(Stored records)
_ _ _ _ _

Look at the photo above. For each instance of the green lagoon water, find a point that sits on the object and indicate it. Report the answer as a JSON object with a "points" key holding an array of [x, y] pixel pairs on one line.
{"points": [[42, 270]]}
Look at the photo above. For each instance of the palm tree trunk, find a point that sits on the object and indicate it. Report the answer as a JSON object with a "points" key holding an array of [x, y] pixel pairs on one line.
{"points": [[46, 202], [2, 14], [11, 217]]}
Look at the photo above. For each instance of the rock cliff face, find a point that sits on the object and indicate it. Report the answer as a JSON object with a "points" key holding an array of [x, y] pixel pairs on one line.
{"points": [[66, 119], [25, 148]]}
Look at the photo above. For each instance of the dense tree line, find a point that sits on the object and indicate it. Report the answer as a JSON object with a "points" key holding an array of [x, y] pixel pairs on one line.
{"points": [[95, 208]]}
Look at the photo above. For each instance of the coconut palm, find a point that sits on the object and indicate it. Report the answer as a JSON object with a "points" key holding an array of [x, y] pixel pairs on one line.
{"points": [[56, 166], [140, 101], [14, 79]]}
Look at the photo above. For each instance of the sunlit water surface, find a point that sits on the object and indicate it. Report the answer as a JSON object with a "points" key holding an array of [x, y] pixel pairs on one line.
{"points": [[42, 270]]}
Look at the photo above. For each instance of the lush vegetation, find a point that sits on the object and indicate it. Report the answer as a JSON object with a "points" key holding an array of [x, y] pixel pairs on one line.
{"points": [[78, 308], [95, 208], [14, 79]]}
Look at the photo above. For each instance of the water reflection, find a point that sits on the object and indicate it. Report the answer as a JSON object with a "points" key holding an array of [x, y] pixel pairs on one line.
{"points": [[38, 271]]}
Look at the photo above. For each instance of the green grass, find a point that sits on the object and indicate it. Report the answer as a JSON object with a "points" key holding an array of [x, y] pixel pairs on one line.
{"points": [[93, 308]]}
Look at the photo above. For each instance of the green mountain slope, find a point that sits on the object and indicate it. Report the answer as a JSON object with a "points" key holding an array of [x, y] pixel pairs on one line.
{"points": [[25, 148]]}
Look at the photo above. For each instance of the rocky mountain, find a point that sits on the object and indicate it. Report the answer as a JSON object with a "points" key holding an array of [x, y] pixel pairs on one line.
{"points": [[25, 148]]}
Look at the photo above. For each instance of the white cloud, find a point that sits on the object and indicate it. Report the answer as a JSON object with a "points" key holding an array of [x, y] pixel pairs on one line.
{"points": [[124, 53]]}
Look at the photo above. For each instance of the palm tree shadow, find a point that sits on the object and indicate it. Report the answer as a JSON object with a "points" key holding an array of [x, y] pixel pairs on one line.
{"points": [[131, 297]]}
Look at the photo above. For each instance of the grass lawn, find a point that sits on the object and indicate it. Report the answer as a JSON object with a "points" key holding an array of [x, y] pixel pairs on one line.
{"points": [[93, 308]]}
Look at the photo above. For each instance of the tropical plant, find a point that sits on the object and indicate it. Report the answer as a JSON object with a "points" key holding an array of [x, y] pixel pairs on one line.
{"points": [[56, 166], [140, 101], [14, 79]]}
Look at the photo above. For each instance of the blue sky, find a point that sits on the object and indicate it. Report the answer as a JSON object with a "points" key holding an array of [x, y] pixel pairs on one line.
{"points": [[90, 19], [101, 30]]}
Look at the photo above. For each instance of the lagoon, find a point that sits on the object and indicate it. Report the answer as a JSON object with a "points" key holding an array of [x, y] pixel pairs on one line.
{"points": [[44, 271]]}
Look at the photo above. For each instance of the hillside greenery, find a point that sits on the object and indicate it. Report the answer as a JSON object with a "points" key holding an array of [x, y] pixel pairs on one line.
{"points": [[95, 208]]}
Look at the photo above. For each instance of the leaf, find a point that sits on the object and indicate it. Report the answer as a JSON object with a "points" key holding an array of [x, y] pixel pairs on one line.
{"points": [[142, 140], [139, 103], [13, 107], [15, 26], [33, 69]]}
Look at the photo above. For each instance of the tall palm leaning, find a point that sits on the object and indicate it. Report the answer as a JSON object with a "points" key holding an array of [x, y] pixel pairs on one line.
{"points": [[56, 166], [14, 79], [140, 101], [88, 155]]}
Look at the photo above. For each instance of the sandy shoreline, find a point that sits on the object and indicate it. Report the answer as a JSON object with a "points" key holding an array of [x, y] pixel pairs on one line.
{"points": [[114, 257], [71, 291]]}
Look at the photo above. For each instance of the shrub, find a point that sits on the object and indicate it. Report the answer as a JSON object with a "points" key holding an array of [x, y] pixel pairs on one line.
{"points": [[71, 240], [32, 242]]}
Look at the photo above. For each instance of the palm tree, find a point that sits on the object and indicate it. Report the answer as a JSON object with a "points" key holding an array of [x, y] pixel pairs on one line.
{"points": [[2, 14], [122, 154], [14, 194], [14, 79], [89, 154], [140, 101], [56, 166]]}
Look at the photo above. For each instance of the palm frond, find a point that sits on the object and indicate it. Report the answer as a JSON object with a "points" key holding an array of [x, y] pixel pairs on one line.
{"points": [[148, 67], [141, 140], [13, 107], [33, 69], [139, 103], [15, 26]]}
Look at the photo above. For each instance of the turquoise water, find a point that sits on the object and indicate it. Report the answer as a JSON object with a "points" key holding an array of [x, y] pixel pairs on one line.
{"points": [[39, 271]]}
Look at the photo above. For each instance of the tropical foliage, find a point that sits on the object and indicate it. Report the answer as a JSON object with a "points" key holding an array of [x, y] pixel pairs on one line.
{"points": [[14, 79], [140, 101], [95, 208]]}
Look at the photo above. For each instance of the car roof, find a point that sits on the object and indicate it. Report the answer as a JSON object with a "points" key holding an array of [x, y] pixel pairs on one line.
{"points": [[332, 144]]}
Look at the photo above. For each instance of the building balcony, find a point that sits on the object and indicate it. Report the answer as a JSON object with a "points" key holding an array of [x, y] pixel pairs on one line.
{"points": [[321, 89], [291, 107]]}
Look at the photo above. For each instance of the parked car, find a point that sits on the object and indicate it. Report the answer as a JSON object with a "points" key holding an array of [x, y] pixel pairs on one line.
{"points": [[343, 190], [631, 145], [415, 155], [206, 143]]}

_ _ _ _ _

# [Prompt]
Update the material so that every "pixel pairs" reads "coordinate pairs", keeping all other text unchanged.

# [Solution for this exercise]
Look at the photo above. For each instance of the green lagoon water, find a point that sits on the object and indicate it. Report the answer as a JSON object with a "points" key holding an array of [x, y] coordinate pairs on one line.
{"points": [[42, 270]]}
Look at the photo above. For each instance of the palm tree trunk, find a point that sits on the object and indicate it. Report the answer as a JSON object with a "points" key holding an array of [x, y] coordinate pairs on one line.
{"points": [[46, 202], [2, 14], [11, 217]]}
Look at the photo above. For each instance of the rock cliff face, find a point that sits on the object and indicate it. Report the answer as a JSON object with a "points" key holding an array of [x, y] coordinate pairs on one line.
{"points": [[66, 119], [25, 148]]}
Look at the photo above. For each instance of the dense tree line, find a point that sits on the object and indicate it. Report the answer as a JSON object with a "points" key holding an array of [x, y] coordinate pairs on one line.
{"points": [[95, 208]]}
Look at the photo above. For each instance of the coconut palm, find a point that sits on the object and indicate it. Report the answer as a JSON object with a "points" key holding an array of [x, y] coordinate pairs on one line.
{"points": [[56, 166], [140, 101], [14, 79]]}
Look at the photo above. For each instance of the sunlit water surface, find a point that sits on the object and indicate it. Report the answer as a JSON object with a "points" key holding an array of [x, y] coordinate pairs on one line.
{"points": [[42, 270]]}
Look at the photo above. For each instance of the lush vegetation, find a point that sits on the object and indicate it. Report the answer as a JSON object with a "points" key holding an array of [x, y] coordinate pairs on one line.
{"points": [[78, 308], [95, 208], [14, 79]]}
Look at the photo above. For each instance of the water reflection, find a point that sits on the object and indicate it. Report the answer as a JSON object with a "points" key holding an array of [x, y] coordinate pairs on one line.
{"points": [[38, 271]]}
Look at the photo above. For each instance of the green grass, find a point that sits on the object and indicate it. Report the answer as a JSON object with a "points" key holding an array of [x, y] coordinate pairs on one line.
{"points": [[93, 308]]}
Look at the photo above. For each instance of the green mountain slope, find a point that sits on the object and indicate it. Report the answer as a JSON object with a "points" key holding an array of [x, y] coordinate pairs on one line.
{"points": [[25, 148]]}
Look at the photo above. For each instance of the rocky mountain, find a point that sits on the object and indicate it. Report the answer as a JSON object with a "points" key holding an array of [x, y] coordinate pairs on one line.
{"points": [[25, 148]]}
Look at the photo above. For each instance of the white cloud, find a point that sits on the object and indicate it. Report the answer as a JSON object with a "points" key holding an array of [x, y] coordinate pairs on one line.
{"points": [[124, 53]]}
Look at the photo above. For each instance of the palm tree shadow, find a point that sits on the object and indicate it. Report the answer as a JSON object with a "points" key holding an array of [x, y] coordinate pairs on one line.
{"points": [[131, 297]]}
Look at the photo above. For each instance of the grass lawn, find a point that sits on the object and indicate it. Report the answer as a JSON object with a "points" key holding an array of [x, y] coordinate pairs on one line.
{"points": [[93, 308]]}
Look at the photo above. For each instance of the tropical plant, find a point that sits on the object and indicate it. Report the answer as a JSON object with a "points" key holding an array of [x, y] coordinate pairs on one line.
{"points": [[56, 166], [140, 101], [14, 79]]}
Look at the photo above. For each instance of the blue sky, find a point that sits on the object and indicate it. Report the answer as a JSON object with a "points" key holding an array of [x, y] coordinate pairs on one line.
{"points": [[90, 19], [101, 30]]}
Look at the photo above. For each instance of the lagoon, find a point that sits on the object and indicate it. Report the answer as a JSON object with a "points" key holding an array of [x, y] coordinate pairs on one line.
{"points": [[44, 271]]}
Look at the photo above. For each instance of the hillside greenery, find a point that sits on the object and indicate it. Report the answer as a JSON object with a "points" key holding an array of [x, y] coordinate pairs on one line.
{"points": [[95, 208]]}
Look at the photo above. For each instance of the leaf, find a point that sits on the object and indicate it. Report the answer as a JSON object with a "points" key holding an array of [x, y] coordinate pairs on one line.
{"points": [[142, 140], [139, 103], [13, 107], [15, 26], [33, 69]]}
Look at the photo above. For each instance of the tall palm leaning, find a point that sits on the object and indicate it. Report the answer as a JSON object with a "points" key holding an array of [x, y] coordinate pairs on one line.
{"points": [[56, 166], [14, 79], [140, 101], [88, 155]]}
Look at the photo above. For each instance of the sandy shoreline, find a point that sits on the object and indicate it. Report the answer as a JSON object with a "points" key holding an array of [x, y] coordinate pairs on one line.
{"points": [[114, 257], [71, 291]]}
Look at the photo above. For each instance of the shrub, find a point that sits on the object and indicate it. Report the answer as a JSON object with a "points" key holding an array of [x, y] coordinate pairs on one line.
{"points": [[71, 240], [32, 242]]}
Look at the photo above. For each instance of the palm tree, find a point that sits on the object and indicate it. Report the answer as a JSON object with a "points" key holding an array of [x, y] coordinate pairs on one line.
{"points": [[2, 14], [122, 154], [14, 194], [14, 79], [89, 154], [140, 101], [56, 166]]}
Look at the photo above. For each instance of the palm frond, find a point that sits on the object and indicate it. Report the answer as a JSON object with a "points" key holding an array of [x, y] coordinate pairs on one line.
{"points": [[148, 67], [141, 140], [13, 107], [33, 69], [139, 103], [15, 26]]}
Look at the photo above. For each instance of the turquoise water, find a point that sits on the object and indicate it. Report the answer as a JSON object with a "points" key holding an array of [x, y] coordinate pairs on one line.
{"points": [[39, 271]]}
Look at the photo above. For each instance of the tropical foliage, find a point that sits on the object and indicate it. Report the answer as a JSON object with a "points" key holding an array of [x, y] coordinate pairs on one line.
{"points": [[14, 79], [140, 101], [95, 208]]}
Look at the photo above. For each instance of the car roof, find a point that sits on the object and indicate it. Report the answer as a JSON object with a "points" key holding an array of [x, y] coordinate pairs on one line.
{"points": [[332, 144]]}
Look at the photo above. For each instance of the building balcony, find a point that sits on the object and indicate it. Report the answer as a JSON object with a "points" key holding an array of [x, y] coordinate pairs on one line.
{"points": [[321, 89], [291, 107]]}
Look at the photo above. For each instance of the parked car, find a point that sits on the object and indicate it. Report the answer as a JSON object with a "points" key holding an array of [x, y] coordinate pairs on one line.
{"points": [[343, 190], [631, 145], [415, 155], [206, 143]]}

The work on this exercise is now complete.